━━ DATASET RECORDS ━━
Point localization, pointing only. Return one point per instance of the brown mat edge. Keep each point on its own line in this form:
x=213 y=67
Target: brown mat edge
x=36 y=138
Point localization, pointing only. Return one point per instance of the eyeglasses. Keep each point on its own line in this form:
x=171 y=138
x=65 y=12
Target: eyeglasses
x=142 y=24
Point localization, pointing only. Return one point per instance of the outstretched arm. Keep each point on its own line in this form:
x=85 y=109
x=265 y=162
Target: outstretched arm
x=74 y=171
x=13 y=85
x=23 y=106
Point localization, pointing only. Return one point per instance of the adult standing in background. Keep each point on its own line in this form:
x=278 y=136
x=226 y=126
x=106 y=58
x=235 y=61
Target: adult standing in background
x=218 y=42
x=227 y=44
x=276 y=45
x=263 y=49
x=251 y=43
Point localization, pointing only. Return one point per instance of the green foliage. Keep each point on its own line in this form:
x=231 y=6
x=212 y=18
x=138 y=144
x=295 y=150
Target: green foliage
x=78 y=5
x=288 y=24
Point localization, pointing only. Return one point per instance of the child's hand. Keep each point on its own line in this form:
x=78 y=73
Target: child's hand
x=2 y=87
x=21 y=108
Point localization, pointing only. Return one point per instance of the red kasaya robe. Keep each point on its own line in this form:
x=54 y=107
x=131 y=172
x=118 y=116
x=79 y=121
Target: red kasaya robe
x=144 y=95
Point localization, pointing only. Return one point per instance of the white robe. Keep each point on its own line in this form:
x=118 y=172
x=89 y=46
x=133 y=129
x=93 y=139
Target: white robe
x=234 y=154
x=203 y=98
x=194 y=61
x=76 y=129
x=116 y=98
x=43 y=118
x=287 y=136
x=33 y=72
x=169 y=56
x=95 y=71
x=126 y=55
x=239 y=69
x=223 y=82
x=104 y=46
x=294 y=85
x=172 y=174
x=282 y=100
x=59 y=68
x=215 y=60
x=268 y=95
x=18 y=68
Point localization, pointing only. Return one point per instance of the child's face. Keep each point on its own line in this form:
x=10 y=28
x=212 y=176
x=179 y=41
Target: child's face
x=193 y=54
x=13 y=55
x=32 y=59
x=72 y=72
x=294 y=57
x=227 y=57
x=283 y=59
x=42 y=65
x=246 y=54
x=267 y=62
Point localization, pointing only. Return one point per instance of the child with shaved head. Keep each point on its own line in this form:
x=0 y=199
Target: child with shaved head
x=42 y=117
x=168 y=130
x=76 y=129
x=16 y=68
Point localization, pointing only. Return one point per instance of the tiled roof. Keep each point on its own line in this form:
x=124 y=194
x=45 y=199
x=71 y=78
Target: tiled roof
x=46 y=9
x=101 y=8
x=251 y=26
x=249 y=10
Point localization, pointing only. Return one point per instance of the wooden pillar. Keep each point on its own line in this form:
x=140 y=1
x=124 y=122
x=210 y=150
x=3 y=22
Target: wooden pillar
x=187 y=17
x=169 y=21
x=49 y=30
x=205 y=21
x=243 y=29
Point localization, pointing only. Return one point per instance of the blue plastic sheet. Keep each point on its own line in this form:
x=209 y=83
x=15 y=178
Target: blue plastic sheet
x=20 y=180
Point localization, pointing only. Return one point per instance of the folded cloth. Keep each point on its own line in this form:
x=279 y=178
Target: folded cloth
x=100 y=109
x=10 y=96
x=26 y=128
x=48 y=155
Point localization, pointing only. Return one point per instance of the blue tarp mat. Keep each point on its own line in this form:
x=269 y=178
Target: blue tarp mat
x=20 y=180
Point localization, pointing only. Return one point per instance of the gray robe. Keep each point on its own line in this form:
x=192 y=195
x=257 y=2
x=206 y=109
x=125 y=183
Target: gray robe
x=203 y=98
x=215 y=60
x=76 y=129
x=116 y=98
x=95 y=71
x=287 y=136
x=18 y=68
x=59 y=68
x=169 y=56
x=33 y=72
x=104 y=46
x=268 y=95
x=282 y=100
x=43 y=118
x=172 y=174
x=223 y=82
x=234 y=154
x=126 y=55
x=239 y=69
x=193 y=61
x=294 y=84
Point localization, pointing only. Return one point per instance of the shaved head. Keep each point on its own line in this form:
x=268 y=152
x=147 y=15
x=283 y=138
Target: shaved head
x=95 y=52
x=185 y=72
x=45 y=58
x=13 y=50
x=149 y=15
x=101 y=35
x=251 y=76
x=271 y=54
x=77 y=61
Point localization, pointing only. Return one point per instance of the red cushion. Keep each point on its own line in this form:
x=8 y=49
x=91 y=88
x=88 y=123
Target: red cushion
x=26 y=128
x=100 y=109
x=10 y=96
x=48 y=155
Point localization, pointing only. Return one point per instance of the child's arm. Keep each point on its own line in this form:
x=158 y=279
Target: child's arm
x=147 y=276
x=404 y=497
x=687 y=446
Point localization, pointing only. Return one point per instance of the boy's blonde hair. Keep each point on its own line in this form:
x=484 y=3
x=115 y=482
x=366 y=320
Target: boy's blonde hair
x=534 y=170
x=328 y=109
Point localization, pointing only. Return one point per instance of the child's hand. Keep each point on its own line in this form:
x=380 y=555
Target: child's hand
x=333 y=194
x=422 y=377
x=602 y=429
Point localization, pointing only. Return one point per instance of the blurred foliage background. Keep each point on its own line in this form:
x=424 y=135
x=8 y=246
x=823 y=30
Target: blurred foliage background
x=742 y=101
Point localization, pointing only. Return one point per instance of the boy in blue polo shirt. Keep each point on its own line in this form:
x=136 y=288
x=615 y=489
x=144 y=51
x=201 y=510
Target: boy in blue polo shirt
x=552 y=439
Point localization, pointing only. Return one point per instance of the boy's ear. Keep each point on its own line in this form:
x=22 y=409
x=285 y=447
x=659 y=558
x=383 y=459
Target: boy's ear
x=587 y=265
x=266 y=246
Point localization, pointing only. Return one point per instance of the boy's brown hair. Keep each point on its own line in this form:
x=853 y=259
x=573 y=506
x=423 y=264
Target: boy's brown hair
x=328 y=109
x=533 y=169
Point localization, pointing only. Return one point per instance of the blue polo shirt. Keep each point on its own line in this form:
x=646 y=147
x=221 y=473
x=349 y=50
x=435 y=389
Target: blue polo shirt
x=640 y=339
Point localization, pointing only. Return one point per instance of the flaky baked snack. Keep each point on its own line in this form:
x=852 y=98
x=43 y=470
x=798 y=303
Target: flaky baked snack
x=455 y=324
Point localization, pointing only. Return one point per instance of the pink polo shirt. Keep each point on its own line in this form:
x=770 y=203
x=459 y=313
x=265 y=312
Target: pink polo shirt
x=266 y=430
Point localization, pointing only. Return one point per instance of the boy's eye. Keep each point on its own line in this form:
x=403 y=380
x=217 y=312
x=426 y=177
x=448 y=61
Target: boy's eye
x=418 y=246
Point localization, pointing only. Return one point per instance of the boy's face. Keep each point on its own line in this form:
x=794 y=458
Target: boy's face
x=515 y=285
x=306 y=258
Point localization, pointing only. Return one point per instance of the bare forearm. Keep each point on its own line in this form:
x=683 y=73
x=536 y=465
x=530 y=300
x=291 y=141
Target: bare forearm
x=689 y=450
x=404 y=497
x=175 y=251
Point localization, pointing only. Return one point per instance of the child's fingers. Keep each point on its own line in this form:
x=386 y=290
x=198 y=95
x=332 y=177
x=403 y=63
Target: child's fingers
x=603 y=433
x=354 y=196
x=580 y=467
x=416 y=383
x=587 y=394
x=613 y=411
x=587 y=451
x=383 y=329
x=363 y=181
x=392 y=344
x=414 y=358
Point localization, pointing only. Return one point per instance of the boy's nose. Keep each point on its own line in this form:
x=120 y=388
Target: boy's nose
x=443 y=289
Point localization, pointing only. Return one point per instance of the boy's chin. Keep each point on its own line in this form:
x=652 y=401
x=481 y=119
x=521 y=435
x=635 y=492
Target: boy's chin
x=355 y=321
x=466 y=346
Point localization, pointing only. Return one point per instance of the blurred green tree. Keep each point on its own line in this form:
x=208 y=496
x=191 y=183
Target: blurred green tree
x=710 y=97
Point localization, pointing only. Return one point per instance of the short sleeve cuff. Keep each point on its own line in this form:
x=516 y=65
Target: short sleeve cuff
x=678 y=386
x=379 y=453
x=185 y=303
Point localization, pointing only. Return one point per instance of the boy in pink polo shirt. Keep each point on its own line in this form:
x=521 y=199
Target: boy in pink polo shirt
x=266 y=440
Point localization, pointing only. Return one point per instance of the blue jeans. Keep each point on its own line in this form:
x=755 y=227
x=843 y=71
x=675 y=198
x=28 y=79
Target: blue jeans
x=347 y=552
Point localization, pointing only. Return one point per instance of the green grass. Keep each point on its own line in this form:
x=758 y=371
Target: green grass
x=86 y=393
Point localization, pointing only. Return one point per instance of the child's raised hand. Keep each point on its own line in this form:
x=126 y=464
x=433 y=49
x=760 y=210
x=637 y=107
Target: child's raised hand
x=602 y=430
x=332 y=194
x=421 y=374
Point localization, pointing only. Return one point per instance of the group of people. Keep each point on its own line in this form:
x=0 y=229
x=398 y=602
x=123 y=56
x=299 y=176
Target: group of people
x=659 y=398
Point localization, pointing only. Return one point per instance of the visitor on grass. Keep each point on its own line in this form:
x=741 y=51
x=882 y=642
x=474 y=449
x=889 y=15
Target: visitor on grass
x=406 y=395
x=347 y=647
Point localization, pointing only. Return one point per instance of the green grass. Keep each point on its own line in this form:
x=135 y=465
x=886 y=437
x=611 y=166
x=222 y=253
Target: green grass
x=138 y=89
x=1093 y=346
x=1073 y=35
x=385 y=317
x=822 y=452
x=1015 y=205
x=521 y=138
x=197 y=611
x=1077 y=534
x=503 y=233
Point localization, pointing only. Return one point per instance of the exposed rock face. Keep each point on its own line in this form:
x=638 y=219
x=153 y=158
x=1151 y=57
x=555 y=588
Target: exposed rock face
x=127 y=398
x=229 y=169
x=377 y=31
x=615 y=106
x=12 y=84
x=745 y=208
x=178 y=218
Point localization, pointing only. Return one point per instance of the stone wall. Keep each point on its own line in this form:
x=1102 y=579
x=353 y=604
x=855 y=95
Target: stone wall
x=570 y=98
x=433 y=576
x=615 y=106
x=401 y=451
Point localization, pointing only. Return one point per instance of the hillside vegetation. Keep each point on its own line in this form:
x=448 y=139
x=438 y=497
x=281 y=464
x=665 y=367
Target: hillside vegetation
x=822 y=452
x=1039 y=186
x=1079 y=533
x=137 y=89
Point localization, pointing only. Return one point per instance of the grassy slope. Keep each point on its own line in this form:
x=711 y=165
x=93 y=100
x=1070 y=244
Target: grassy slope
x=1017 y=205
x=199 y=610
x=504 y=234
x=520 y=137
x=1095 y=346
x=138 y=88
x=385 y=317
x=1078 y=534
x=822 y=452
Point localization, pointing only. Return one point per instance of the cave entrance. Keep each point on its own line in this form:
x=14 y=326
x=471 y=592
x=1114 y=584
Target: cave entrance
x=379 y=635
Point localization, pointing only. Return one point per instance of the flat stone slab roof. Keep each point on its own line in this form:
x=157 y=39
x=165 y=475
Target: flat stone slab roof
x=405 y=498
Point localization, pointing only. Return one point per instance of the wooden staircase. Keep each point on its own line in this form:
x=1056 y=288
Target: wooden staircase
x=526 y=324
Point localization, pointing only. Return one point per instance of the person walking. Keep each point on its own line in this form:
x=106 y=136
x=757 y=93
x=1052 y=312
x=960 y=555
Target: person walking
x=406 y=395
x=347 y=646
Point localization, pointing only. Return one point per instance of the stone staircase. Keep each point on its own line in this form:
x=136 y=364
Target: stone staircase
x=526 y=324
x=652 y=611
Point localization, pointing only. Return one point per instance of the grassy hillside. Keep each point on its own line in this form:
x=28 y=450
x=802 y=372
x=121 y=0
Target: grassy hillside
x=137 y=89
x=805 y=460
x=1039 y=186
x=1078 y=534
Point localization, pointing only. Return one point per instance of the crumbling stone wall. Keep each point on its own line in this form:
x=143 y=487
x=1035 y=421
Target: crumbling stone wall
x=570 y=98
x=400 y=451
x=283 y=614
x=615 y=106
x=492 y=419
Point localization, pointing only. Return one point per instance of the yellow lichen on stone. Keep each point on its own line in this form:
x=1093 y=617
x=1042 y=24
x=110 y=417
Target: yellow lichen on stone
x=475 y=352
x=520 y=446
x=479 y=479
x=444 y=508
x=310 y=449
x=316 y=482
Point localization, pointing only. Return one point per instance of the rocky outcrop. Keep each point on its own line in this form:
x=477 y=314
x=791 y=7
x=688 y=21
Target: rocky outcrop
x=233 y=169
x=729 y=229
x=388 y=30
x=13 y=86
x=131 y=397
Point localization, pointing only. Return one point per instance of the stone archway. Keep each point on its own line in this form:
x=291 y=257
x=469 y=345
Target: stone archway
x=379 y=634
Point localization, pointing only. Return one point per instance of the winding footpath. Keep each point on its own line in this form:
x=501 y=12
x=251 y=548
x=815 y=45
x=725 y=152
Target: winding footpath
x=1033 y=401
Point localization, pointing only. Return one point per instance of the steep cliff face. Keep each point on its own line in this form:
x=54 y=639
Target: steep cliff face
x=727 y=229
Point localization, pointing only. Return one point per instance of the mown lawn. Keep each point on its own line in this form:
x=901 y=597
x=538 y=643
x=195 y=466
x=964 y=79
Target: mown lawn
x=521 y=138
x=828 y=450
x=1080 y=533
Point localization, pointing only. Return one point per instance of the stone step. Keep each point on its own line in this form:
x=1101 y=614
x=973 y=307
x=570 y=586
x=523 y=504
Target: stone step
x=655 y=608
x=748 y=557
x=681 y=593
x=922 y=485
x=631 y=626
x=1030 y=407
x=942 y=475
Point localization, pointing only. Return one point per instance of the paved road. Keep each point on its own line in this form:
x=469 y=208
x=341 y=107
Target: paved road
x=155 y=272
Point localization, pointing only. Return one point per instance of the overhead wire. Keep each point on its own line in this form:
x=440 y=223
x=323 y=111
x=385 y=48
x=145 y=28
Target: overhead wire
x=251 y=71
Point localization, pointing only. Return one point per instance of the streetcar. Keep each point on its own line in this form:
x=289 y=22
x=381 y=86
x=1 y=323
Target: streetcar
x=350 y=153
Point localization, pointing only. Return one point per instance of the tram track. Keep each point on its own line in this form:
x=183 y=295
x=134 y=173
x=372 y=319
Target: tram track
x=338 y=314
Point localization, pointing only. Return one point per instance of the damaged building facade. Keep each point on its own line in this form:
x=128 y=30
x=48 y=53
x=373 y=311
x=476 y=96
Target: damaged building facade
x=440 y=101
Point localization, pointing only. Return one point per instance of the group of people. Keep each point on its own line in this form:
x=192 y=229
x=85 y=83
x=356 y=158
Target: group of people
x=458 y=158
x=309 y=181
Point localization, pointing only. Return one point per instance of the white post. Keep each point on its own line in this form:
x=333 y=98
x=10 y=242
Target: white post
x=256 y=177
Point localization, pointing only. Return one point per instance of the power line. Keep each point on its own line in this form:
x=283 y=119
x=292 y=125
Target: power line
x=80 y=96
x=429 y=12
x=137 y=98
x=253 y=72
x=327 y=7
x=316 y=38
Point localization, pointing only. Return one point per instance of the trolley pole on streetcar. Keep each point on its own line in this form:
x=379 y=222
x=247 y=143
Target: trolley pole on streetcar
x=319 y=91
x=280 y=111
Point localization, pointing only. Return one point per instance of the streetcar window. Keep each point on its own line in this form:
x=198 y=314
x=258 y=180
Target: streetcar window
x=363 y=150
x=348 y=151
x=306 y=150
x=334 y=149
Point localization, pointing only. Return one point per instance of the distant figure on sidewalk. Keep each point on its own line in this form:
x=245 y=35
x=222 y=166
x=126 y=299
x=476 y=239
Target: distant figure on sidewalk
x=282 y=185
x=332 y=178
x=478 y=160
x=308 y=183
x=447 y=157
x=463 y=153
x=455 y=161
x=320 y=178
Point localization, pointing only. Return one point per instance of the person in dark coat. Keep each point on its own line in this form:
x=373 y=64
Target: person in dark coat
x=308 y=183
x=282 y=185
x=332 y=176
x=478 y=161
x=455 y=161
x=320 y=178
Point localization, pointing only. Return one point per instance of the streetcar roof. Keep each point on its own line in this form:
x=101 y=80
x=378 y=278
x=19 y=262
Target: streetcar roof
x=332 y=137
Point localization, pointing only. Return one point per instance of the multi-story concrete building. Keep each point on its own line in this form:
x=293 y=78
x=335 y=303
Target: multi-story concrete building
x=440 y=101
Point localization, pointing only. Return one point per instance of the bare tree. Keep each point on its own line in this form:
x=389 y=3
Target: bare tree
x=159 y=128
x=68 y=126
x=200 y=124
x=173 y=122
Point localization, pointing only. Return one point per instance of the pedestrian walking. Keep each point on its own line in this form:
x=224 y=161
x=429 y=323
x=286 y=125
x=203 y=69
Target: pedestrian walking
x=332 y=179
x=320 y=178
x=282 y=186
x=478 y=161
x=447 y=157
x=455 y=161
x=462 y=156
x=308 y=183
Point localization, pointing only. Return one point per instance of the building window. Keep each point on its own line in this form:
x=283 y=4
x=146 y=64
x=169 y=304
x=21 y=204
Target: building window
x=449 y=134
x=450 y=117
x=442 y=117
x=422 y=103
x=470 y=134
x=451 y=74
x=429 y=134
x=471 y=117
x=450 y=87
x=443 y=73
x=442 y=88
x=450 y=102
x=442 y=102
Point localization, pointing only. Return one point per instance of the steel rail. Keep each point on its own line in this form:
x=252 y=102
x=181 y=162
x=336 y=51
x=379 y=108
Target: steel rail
━━━
_EXERCISE DETAILS_. From the entries above, print the lines beginning at the one with "x=398 y=602" and stopping after the one with "x=222 y=253", exactly as written and with nothing else.

_SOLUTION TO THIS EXERCISE_.
x=398 y=602
x=123 y=56
x=299 y=176
Target: group of people
x=659 y=398
Point localization, pointing only. Return one point per instance of the visitor on grass. Keep each point on its own line in this form:
x=741 y=51
x=882 y=642
x=474 y=449
x=889 y=15
Target: visitor on grass
x=406 y=395
x=347 y=647
Point localization, pointing only. Return one point per instance of the green grass. Keep each point on its own line in this form:
x=135 y=465
x=886 y=437
x=611 y=166
x=222 y=253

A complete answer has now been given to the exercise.